**WHAT YOU WILL DO:** The entries should be given again in full. Alter nothing.

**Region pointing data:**
::::::

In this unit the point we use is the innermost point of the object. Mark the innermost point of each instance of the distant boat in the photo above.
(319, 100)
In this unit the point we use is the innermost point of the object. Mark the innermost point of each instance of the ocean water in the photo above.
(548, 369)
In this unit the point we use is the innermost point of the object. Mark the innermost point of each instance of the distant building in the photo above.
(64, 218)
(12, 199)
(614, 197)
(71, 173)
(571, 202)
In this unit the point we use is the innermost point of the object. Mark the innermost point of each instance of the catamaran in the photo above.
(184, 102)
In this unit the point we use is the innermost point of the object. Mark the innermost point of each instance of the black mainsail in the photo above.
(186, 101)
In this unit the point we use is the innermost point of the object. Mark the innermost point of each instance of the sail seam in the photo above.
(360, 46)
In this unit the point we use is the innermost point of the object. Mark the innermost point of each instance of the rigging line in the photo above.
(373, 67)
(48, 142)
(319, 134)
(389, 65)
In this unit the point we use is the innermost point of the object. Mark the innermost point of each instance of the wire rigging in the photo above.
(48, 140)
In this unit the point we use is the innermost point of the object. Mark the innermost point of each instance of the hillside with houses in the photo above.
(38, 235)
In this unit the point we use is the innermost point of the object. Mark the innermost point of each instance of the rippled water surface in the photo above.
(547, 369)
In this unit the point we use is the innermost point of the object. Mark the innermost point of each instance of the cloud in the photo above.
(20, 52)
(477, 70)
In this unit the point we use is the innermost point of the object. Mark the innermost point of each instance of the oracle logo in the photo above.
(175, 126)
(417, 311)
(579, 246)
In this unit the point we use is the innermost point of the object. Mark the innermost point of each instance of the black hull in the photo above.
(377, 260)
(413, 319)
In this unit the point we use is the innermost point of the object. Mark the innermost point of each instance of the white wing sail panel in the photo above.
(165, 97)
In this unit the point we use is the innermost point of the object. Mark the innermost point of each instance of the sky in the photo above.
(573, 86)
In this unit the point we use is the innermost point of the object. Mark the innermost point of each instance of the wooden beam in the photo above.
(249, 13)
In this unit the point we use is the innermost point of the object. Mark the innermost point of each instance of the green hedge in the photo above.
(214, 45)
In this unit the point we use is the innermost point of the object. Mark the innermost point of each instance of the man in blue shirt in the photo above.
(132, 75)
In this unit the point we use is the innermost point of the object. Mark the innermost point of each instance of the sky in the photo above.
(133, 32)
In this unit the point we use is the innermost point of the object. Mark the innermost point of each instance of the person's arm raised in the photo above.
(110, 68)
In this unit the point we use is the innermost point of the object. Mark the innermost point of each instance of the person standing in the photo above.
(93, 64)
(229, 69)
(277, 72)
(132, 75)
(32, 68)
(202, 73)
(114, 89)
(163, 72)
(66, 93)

::::::

**ANSWER SPACE:**
In this unit the point we use is the innermost point of the object. Mark the innermost point of each instance of the distant boat in the photo above.
(319, 100)
In this unit the point we use is the innermost point of the object. Mark the innermost point of each instance of the ocean water in the photo above.
(548, 369)
In this unit the point we use is the innermost point of the object. Mark the innermost point of each instance of the distant building in the photo above.
(64, 218)
(12, 199)
(614, 197)
(71, 173)
(571, 202)
In this unit the point we use is the innermost point of the object. Mark the innermost point of each instance of the catamaran in the photo above.
(184, 102)
In this unit the point we use is the innermost point of the object. Mark the innermost point of each instance of the black mainsail in the photo above.
(186, 101)
In this unit the point we use is the innermost point of the object. Mark the innermost point of each instance of the sail seam in the photo above.
(360, 46)
In this unit the point we use is the innermost point of the object. Mark the innermost point of each instance of the rigging line in the photo above.
(373, 67)
(48, 142)
(319, 134)
(389, 65)
In this unit the point we use is the innermost point of the object. Mark the innermost point of each instance of the wire rigging in the photo above.
(48, 140)
In this unit the point we use is the innermost point of the object. Mark the innermost point of each instance of the hillside with houses in the photo above.
(38, 235)
In this unit the point we use is the innermost point of the object. Mark the innermost point of each instance of the rippled water surface in the photo above.
(547, 369)
In this unit the point we use is the innermost point of the object. Mark the innermost point of each instance of the cloud in the photo above.
(20, 52)
(477, 70)
In this unit the point we use is the innermost point of the object. Mark the innermost point of each instance of the oracle logo in the photo above.
(175, 126)
(417, 311)
(579, 246)
In this unit the point we use is the innermost point of the object. Mark the innermost point of each instance of the black hull in the photo above.
(377, 260)
(413, 319)
In this unit the point we use is the innermost point of the object. Mark the innermost point of each instance of the white wing sail panel in the photo above.
(165, 97)
In this unit the point we use is the innermost point of the object. Mark the innermost point of each instance of the sky in the photo above.
(573, 86)
In this unit the point we use is the innermost point of the object. Mark the innermost point of each instance of the wooden beam in the photo above.
(249, 13)
In this unit the point we use is the innermost point of the object. Mark the innermost point of each instance of the green hedge in the photo above.
(214, 45)
In this unit the point we use is the innermost point of the object. Mark the innermost point of each instance of the man in blue shirt in the photo above.
(132, 75)
In this unit the point we use is the innermost point of the object. Mark the innermost point of each instance of the sky in the photo above.
(133, 32)
In this unit the point we use is the innermost point of the object. Mark the innermost point of each instance of the person's arm raised in the photo above.
(110, 68)
In this unit the point we use is the innermost point of the object. Mark the innermost point of each instance of the person standing in the photo above.
(93, 64)
(229, 69)
(277, 72)
(132, 75)
(32, 68)
(202, 73)
(114, 89)
(163, 72)
(66, 93)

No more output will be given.